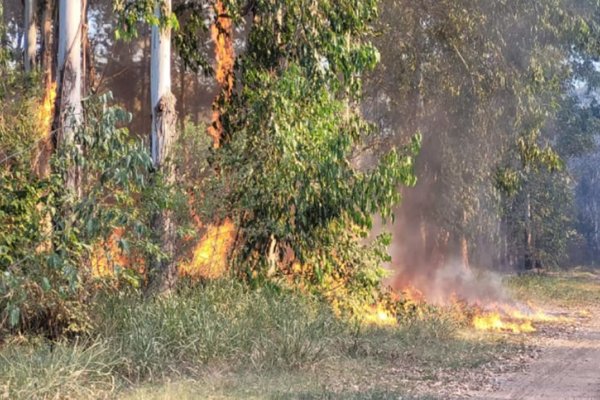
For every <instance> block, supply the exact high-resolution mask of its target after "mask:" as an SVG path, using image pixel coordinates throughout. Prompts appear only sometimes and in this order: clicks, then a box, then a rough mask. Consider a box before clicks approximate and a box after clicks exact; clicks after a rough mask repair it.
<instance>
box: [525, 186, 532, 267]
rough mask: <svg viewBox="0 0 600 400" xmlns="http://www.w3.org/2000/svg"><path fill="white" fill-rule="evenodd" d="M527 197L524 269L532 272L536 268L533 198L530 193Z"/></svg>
mask: <svg viewBox="0 0 600 400" xmlns="http://www.w3.org/2000/svg"><path fill="white" fill-rule="evenodd" d="M525 190H527V194H526V195H525V229H524V237H523V239H524V243H523V245H524V254H523V269H524V270H525V271H528V270H531V269H533V267H534V261H533V237H532V234H531V196H530V195H529V191H528V189H527V188H526V189H525Z"/></svg>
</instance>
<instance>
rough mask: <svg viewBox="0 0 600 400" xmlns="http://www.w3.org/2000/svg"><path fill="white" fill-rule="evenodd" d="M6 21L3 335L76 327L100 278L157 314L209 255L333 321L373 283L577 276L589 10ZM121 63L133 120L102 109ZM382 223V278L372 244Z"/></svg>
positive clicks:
◆ ◆ ◆ ◆ ◆ ◆ ◆
## [Assignment]
All of the material above is to be copied exactly, with no pictures.

## [Result]
For every <instance> block, supply the exact high-resolution mask of its target after "mask:" as an SVG path, using image pixel coordinates throughout. Prompts appear only sometimes and in this order: clicks, then a box, then a rough mask. Consider a box before clicks approximate and a box after clicks exact; clicks after a rough mask repair it.
<instance>
box: [525, 186, 532, 267]
rough mask: <svg viewBox="0 0 600 400" xmlns="http://www.w3.org/2000/svg"><path fill="white" fill-rule="evenodd" d="M527 197L524 269L532 272L536 268L533 198L530 193Z"/></svg>
mask: <svg viewBox="0 0 600 400" xmlns="http://www.w3.org/2000/svg"><path fill="white" fill-rule="evenodd" d="M525 190H527V194H526V195H525V229H524V237H523V239H524V243H523V245H524V254H523V269H524V270H525V271H528V270H531V269H533V267H534V261H533V237H532V234H531V196H530V195H529V191H528V189H527V188H526V189H525Z"/></svg>
</instance>
<instance>
rough mask: <svg viewBox="0 0 600 400" xmlns="http://www.w3.org/2000/svg"><path fill="white" fill-rule="evenodd" d="M6 21L3 335L76 327L100 278L157 314L209 255L333 321L373 283L577 276L589 10ZM121 63L133 120L102 109ZM382 223V278L372 244Z"/></svg>
positive clicks:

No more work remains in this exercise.